KURZE AUFGABE A:
Beantworte die folgenden Fragen zum Interview mit Lena Meyer-Landrut:
(i) Wer hat das Interview verfasst?
(ii) Wie heißt Lenas eigene Modemarke?
(iii) Welches Unternehmen ist laut Lena auf sie zugekommen?

SEITENAUSZUG:
++++

Künstler-Interview

Lena Meyer-Landrut: “Mein Enthusiasmus ist so laut, dass ich aufpassen muss, nicht zu übertreiben”

Franziska Gajek
Von Franziska Gajek
05.07.2022 / 17:05 Uhr

Wer die Songs von Künstlerin Lena Meyer-Landrut hört, stößt immer wieder auf ein Thema. Ob in Strip, Skinny Bitch oder ihrem ganz neuen Song Looking for Love - Lena singt von innerer Stärke, vom Umgang miteinander und dem Druck, den Vergleiche in uns auslösen. Wie kann es gelingen, sich Negativität und permanenten Bewertungen zu entziehen, wo wir auf Social Media doch 24/7 damit konfrontiert sind?

Wir verabreden uns mit Lena zum Interview und sprechen über die Facetten der sozialen Medien, und Möglichkeiten, ein Gleichgewicht zwischen analoger und digitaler Welt zu finden. Außerdem nimmt uns Lena mit hinter die Kulissen ihrer Arbeit für ihre eigene About You Brand A Lot Less.

Mal eben eine eigene Fashionbrand aufbauen - so leicht geht's nicht, wie uns Lena im Interview über ihre Arbeit für A LOT LESS erzählt.   Copyright: Apricot Berlin für ABOUT YOU

styleranking: Welche Idee von Mode spiegelt sich in deiner Brand A LOT LESS wider?

Lena: Ich stelle zeitlose Designs in den Fokus. A LOT LESS soll in jeden Kleiderschrank passen und ich möchte, dass sich die Leute darin wohlfühlen. Ich lege Wert darauf, dass sich meine Teile gut mit dem kombinieren lassen, was bereits im Schrank hängt. Im besten Falle trägt man die Designs lange und oft und kann sie danach sogar an Freunde oder Familie weitergeben.

styleranking: Warum sollte es ausgerechnet Mode sein, und keine Skincare oder Make-up Brand?

Lena: About You kam auf mich zu und war als Partner sehr offen, transparent und nett in der Kommunikation. Ich hätte mir nicht zugetraut, so ein Projekt selbst zu stemmen. Es war die richtige Entscheidung, wenn ich jetzt sehe, wie viel Arbeit allein ich in die Brand stecke. Das ist ja nicht mein Hauptberuf, sondern ein Teil davon.

Natürlich habe ich auch auf 100 andere Projekte Bock. Aber ich versuche, nicht auf allen Hochzeiten zu Tanzen. Mein Enthusiasmus ist so laut, dass ich aufpassen muss, nicht zu übertreiben.

++++

KURZE AUFGABE B:
Stelle bitte die Datensätze in dem Abschnitt vom Anfang der Datensätze bis einschließlich der Zeile mit "xmin=76 ymin=215 xmax=157 ymax=250" als CSV mit den zwei Spalten anfrage und antwort dar. Jede Anfrage wird zu einer Zeile mit ihrem Text und ihrer Antwort in je einem Feld in Anführungszeichen, wobei Zeilenumbrüche durch Leerzeichen ersetzt werden.

++++

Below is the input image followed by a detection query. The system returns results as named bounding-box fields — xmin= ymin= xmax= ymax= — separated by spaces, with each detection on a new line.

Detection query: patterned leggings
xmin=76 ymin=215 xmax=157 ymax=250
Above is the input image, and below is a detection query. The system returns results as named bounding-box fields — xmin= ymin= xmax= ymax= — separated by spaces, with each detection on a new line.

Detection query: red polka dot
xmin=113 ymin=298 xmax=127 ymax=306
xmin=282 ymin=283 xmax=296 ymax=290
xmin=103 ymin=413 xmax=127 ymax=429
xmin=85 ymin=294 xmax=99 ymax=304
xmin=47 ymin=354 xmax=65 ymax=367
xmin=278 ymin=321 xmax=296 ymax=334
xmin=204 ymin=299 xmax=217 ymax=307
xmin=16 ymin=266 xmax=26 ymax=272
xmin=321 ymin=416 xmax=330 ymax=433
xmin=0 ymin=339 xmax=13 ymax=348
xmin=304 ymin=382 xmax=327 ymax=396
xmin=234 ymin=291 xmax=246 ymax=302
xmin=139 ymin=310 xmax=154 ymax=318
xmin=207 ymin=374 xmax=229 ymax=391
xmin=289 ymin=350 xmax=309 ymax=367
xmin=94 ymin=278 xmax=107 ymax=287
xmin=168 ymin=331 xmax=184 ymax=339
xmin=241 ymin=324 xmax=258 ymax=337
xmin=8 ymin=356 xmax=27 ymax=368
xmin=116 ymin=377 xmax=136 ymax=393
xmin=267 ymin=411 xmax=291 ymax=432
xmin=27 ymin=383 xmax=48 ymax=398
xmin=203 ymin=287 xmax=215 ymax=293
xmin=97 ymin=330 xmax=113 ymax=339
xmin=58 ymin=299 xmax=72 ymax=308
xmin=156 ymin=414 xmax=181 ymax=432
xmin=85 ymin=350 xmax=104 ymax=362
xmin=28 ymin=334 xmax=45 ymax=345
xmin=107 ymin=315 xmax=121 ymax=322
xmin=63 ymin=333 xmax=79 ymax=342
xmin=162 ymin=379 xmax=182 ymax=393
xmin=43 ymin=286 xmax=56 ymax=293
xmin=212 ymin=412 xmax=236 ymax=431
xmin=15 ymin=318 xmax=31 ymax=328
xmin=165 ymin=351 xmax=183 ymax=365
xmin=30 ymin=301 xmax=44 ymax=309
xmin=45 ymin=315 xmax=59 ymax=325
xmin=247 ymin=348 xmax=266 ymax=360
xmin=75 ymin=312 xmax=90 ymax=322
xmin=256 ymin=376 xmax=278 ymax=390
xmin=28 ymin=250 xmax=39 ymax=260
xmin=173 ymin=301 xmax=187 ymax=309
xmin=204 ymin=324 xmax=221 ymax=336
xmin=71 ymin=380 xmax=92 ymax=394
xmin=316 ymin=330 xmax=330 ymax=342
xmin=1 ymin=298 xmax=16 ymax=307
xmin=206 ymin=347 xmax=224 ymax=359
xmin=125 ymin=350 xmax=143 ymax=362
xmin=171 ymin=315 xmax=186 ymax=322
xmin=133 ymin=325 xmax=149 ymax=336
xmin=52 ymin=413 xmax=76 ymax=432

++++

ERGEBNIS DER ÜBUNG A:
(i) Franziska Gajek
(ii) A LOT LESS
(iii) About You

ERGEBNIS DER ÜBUNG B:
anfrage,antwort
"Below is the input image followed by a detection query. The system returns results as named bounding-box fields — xmin= ymin= xmax= ymax= — separated by spaces, with each detection on a new line. Detection query: patterned leggings","xmin=76 ymin=215 xmax=157 ymax=250"